Give back every record below in full and exactly, but without a single image.

Photo-based referring expression data
■ ■ ■

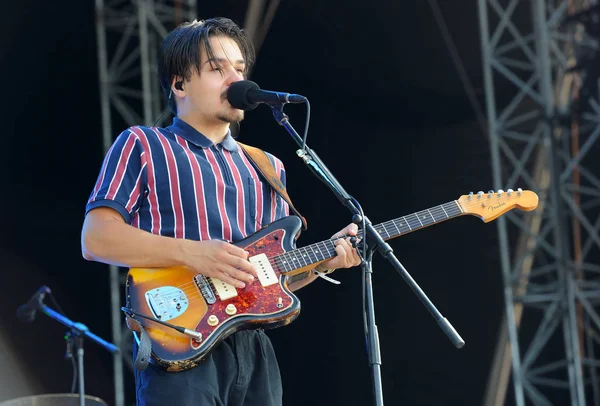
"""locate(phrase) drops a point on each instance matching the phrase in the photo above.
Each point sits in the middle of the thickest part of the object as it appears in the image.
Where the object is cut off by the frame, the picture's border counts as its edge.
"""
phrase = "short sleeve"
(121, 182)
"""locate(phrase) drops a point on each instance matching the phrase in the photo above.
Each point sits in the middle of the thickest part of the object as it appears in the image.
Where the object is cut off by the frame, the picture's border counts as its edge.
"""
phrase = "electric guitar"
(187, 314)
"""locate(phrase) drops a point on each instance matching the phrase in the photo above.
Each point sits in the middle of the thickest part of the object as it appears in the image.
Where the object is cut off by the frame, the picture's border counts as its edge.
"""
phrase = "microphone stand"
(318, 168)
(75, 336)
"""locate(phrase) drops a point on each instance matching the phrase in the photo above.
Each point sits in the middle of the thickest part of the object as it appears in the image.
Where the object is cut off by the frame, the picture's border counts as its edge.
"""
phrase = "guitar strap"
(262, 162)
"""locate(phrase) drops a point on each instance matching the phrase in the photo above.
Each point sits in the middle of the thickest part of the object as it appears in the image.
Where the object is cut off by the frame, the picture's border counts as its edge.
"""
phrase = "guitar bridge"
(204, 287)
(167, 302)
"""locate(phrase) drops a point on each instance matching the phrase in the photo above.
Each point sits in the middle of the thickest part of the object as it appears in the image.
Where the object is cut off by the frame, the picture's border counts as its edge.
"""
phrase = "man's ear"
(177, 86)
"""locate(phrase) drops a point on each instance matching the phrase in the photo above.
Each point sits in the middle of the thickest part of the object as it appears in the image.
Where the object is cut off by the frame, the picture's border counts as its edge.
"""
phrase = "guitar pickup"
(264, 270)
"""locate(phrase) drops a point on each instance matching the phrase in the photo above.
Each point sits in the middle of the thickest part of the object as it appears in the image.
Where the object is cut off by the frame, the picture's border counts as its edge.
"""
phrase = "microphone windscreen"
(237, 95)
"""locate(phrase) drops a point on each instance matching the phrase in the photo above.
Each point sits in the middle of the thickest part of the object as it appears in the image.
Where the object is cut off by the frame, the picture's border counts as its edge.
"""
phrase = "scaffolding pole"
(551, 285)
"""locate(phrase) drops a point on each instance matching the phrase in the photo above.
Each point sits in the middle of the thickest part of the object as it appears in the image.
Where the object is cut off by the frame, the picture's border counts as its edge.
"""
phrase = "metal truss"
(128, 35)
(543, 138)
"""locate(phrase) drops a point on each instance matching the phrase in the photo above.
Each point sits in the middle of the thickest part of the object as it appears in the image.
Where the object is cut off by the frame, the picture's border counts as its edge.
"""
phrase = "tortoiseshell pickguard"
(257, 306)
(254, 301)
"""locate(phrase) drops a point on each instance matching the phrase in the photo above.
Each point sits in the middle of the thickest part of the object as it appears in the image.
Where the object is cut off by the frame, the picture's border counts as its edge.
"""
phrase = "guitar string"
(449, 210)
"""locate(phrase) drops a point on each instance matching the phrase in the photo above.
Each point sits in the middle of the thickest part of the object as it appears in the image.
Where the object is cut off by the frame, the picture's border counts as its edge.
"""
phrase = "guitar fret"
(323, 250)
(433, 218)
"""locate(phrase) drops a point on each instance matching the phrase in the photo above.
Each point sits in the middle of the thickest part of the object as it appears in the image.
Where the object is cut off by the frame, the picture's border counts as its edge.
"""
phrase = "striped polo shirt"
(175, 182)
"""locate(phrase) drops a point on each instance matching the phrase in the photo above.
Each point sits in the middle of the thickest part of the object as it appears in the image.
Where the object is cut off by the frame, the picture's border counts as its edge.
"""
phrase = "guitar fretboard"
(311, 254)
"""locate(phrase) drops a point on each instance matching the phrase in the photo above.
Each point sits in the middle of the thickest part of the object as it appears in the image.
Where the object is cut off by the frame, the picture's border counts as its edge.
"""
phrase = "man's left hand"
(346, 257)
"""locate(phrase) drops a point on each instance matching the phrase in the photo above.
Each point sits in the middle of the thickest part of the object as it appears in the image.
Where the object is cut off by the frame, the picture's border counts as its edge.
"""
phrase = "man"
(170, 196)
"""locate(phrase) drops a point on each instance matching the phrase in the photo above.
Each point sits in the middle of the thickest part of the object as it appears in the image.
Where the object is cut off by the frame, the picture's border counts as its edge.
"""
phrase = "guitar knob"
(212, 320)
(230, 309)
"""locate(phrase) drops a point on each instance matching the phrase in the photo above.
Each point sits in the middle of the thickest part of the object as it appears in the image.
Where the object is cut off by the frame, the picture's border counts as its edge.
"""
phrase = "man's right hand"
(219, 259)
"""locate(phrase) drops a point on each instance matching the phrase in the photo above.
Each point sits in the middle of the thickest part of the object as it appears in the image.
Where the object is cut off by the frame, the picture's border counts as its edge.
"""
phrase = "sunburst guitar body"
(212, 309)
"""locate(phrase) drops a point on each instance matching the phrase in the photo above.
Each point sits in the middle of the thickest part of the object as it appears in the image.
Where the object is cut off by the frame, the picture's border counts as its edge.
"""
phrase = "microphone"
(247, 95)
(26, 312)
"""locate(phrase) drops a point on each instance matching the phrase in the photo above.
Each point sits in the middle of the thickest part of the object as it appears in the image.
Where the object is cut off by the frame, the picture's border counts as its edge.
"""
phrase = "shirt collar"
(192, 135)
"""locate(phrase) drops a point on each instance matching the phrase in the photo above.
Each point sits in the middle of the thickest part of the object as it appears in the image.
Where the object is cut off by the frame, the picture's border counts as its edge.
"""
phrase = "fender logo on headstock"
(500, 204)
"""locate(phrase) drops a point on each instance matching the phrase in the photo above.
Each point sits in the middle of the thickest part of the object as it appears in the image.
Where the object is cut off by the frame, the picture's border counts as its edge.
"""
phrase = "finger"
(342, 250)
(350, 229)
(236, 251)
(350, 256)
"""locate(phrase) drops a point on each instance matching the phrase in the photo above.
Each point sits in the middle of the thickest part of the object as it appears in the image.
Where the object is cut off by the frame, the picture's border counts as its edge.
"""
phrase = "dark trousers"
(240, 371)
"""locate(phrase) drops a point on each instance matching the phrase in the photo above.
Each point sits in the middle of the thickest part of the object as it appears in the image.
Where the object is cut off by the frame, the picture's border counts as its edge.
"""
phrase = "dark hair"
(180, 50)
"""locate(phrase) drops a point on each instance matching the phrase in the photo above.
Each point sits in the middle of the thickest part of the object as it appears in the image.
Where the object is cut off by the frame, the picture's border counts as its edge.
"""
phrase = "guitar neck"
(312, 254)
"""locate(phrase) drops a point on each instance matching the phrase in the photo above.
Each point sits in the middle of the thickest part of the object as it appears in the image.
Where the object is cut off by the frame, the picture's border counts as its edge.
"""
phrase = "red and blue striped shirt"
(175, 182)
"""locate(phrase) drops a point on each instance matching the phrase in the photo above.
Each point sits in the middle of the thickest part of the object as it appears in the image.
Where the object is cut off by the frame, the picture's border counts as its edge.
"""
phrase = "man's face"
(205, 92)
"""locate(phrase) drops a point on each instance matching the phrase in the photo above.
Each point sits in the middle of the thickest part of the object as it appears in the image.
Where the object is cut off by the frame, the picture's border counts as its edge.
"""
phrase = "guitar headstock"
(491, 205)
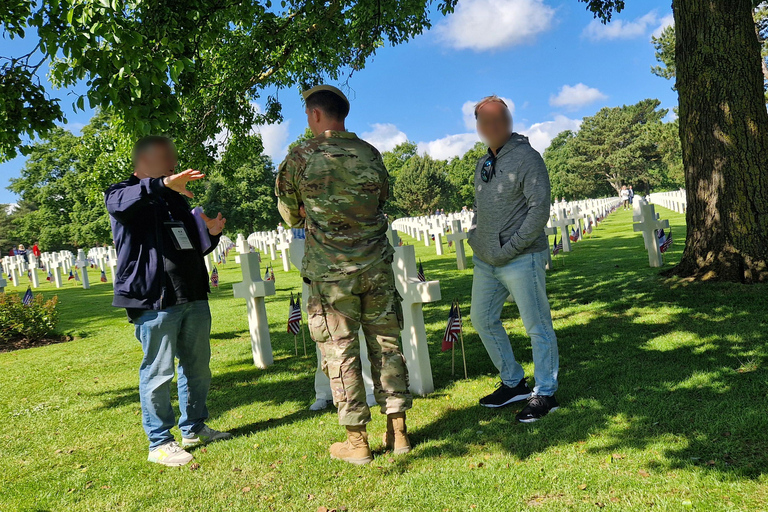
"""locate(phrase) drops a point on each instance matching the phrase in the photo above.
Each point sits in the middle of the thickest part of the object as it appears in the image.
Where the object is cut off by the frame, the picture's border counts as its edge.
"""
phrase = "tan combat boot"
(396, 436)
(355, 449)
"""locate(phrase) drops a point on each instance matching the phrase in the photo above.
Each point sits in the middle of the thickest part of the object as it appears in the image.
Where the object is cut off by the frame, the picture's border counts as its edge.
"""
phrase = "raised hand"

■ ■ ■

**Result of the task**.
"""locate(phrase) drops a point on each instance matching the phrase in the photo above.
Each point sits in the middle of the thickest part of the object as it appears in the image.
Where the object is cut off by the frame, the picture's border counts as its edge.
"""
phrase = "short sleeve"
(121, 182)
"""locate(phrase) drops a point on each instance matching the phrase in the photo above.
Each point sits in the middle of the thickest part of the object as it appears in the image.
Where the object is cut off by the frame, the picture's border counts as its edge.
"""
phrase = "electric guitar"
(187, 314)
"""locate(phrase) drops a point on each instance matching the phrase in the photo above.
Each point sits in the middle of the thickest part of the object as it appears in the image.
Where the object is cut off by the frame, the picture's border counts as its edge.
"""
phrase = "microphone stand"
(318, 168)
(75, 336)
"""locate(phrase) drops a point on each instance matching the phrase in the photo above.
Each point sits in the middle of the thickest part of the object as it appears in the image.
Where the object is cut off by the frame, the picture's border counts as its edge.
"""
phrase = "guitar strap"
(262, 162)
"""locate(phrase) drops a point on each instance matching the phrase in the photo above.
Each point sits in the middle of the thickest part of the object as it appears in the image.
Where the object is cut off by the frame, the picture's border counts as its edge.
"""
phrase = "guitar bridge"
(204, 287)
(167, 302)
"""locate(phrase) drops a point on each instance matching the phrase in the photo above.
Each point sits in the middle of the thickest part of the object as it appears in the image.
Where the object is cut off by the frame, the picture's border counts as its edge.
"""
phrase = "man's ear"
(177, 86)
"""locate(phrase) drops a point on each instance matching the phrase in the photo above.
Each point sits in the middle of the thickest part of the object as it appears in the image.
Where the object is cut off by the frame, the picture's border counts as its edge.
"""
phrase = "guitar pickup"
(264, 270)
"""locate(phrase) drops a point on each instance matching the phrase in the photo above.
Each point sits in the middle of the thickest part of the object as it appears in the image.
Where the object is cut off by the frame, the picture's border counts as its edge.
"""
phrase = "microphone windscreen"
(237, 95)
"""locate(phrase) drops a point on each instance matching the phrase in the photo above.
Each point sits in the middle of the thickest part of the object as it appears in the image.
Where the object is cut off by the frame, the picture's border counts as its edge.
"""
phrase = "scaffolding pole"
(551, 285)
"""locate(phrase) drops a point on each instance matching the phrase in the photo above.
Each point sits in the middle of the thickest part of the object as it appears in the image.
Where the object is cut off by the frame, the picture's border counts as its edge.
"""
phrase = "metal truss"
(128, 35)
(543, 138)
"""locate(phrase) drops a point on each instance matching the phrase in the photo above.
Each point sits in the middle of the thickest part of the object as it appears in the image.
Where the object is cut off by the frame, the picture's border counts as its edge.
"""
phrase = "tortoiseshell pickguard"
(257, 306)
(254, 301)
"""locate(phrase) drops a point on each instance matching the phrase in the photo above.
Each point sits in the middle of the thickest part of the object as it appears in the image.
Where the object is cut off by the frame, the picture's border counts as its edge.
"""
phrase = "guitar string"
(449, 210)
"""locate(phrase) drops a point on each instance matching the phrase in the photo above.
Each point sits in the middle of the thickest part of the object as it appears in the image.
Where the object is cut off by the frame, the picture's border counts as its edge.
"""
phrase = "guitar fret"
(323, 250)
(433, 218)
"""locate(phrase) drops a point on each instance matching the phrase in the photo above.
Each point sits in the middle of the thickest part of the object as it appears in the image.
Where the object is cut off by the frame, the picture's border counts as its edge.
"""
phrase = "striped polo shirt"
(175, 182)
"""locate(phrase) drops a point on each instance matching the phrase in the photo above.
Each point sits in the middle of the thickest part of the object as it appears in the image.
Where the object is cut off by the frame, the picture's border counts as its edge.
"""
phrase = "guitar fretboard"
(311, 254)
"""locate(phrase) drops a point on each instance matching the phrase in the photo above.
Each point sits in the middle of the thickest part of the object as it appears in the image.
Where the object is cut off by the frame, the picture's border counts as its edge.
"""
phrase = "man's left hand"
(346, 257)
"""locate(phrase) drops a point on each instance matching the phrase in the photo above.
Each point sits in the middle of the thickest part of the object as it appears in the image.
Where the object is cut off by the frame, the picture's border counts as its edge.
"""
phrase = "man"
(170, 196)
"""locate(phrase) drops a point on each instance matching the phrase in the photo above.
Each point sits in the middle of the thickest part of the object as it appears in the image.
Where the object is cut off by the frame, the picture's border counts as its edge.
"""
phrase = "guitar knob"
(212, 320)
(230, 309)
"""locate(phrase) drops a point on each instance matching the phrase in the photo above.
Each point sits in the middle of the thickest part of the object as it appears in the image.
Where the object is cut off by the frame, the picture's border counts as its edge.
"""
phrase = "man's right hand"
(219, 259)
"""locate(phrase) drops a point on each instance matching the phrase in the photo above.
Each point sits in the middle of the thickest part of the object as it appears in the image.
Where the object is cut off by the frame, the picture's border counts as its edge.
"""
phrase = "sunburst guitar body"
(212, 309)
"""locate(phrase) drops a point on each instance matching the phrase in the photo above.
Each point sits in the middle of the thickest part of the object as it appears in the image.
Where the object is cut off by the frame, the picture's border counts as its edge.
"""
phrase = "microphone"
(247, 95)
(26, 312)
"""locate(phrase) drops a point on each instance matching the phrase in the photo above.
Each point sits in the middle of the thickest part of the object as it appears in the image.
Where the object is cut off by the frame, the picture's border counts as its edge.
"""
phrase = "shirt collar"
(192, 135)
"""locate(phrase) drops a point on each instance matching the phrase in the photo above.
Each point sits in the middle of the thickest part of the object as it appears in the image.
Where the object is cut off by the frame, the picture's border counts as its edge.
"""
phrase = "fender logo on headstock"
(500, 204)
"""locate(phrase) drops a point on each instance matching the phrase in the photo above.
Each point sits in the middle of the thickest part of the object as it appears in the image.
Where the object is cut off by the frame, the picture's border counts as its edge.
"""
phrase = "finger"
(342, 250)
(350, 229)
(236, 251)
(350, 256)
"""locate(phrase) drops a point on each instance matching the phrase in the photo above.
Each point sits in the middle of the thickest part of the object as it appears in the image.
Where the object is cut off by the frame, the picture's border counts as its edge.
"""
phrase = "dark trousers"
(240, 371)
"""locate(phrase) drops a point on each instance matching the phrase in the photo above.
Each point sits in the middle of the thickest part of the object as it appears in the image.
Where the object is cut off by the frame, the picture's border counts as its edge.
"""
phrase = "dark hair"
(180, 50)
"""locate(phrase) drops a point on each instance matching the phrase in the photo above.
Each point sits in the middle of the thickest part of the object as it appears in the image.
Where the object is cut off by the frame, the picture's border counts as its edge.
"""
phrase = "guitar neck"
(312, 254)
"""locate(phrase) drops a point on each instance matching the phrase in the photo above.
Each point sits in the middle of the thickest part of the object as it appears in the image.
Where the object is cut off by the frame, the picture's border counts as its edge.
"""
phrase = "red and blue striped shirt"
(175, 182)
"""locate(phrase) drops a point on each instance matching the phrase in the photo above.
Each point sits in the middle of the thickest part of the object as it appears in the image.
Where the object is cut off by the frame, the picture's border counts as its edge.
"""
phrase = "man's face"
(205, 92)
"""locate(phrase) drops a point on each instance matching the phrase in the photo above.
Each point sits in the middle of the thickest part of the object as it appears in the image.
Where the object is cut off by the frame, the picture's border counts as its edge.
"""
phrase = "guitar headstock"
(491, 205)
"""locate(phrase) drops a point on each instance matching the phrase in the photo above.
Each point sits in the middle of the thickest part of the object as it appears in the image.
Where the object is cut off by the frame, the picture's border counts as its edge.
"""
phrase = "tan combat boot"
(396, 436)
(355, 449)
"""locate(phrase) drops a point on each instance matching the phrase in the photo above.
Each point sits in the middle of the thickest part of the object as it appears in the image.
Where the object is cut off by the frame, the picture's border counts as its edge.
"""
phrase = "raised hand"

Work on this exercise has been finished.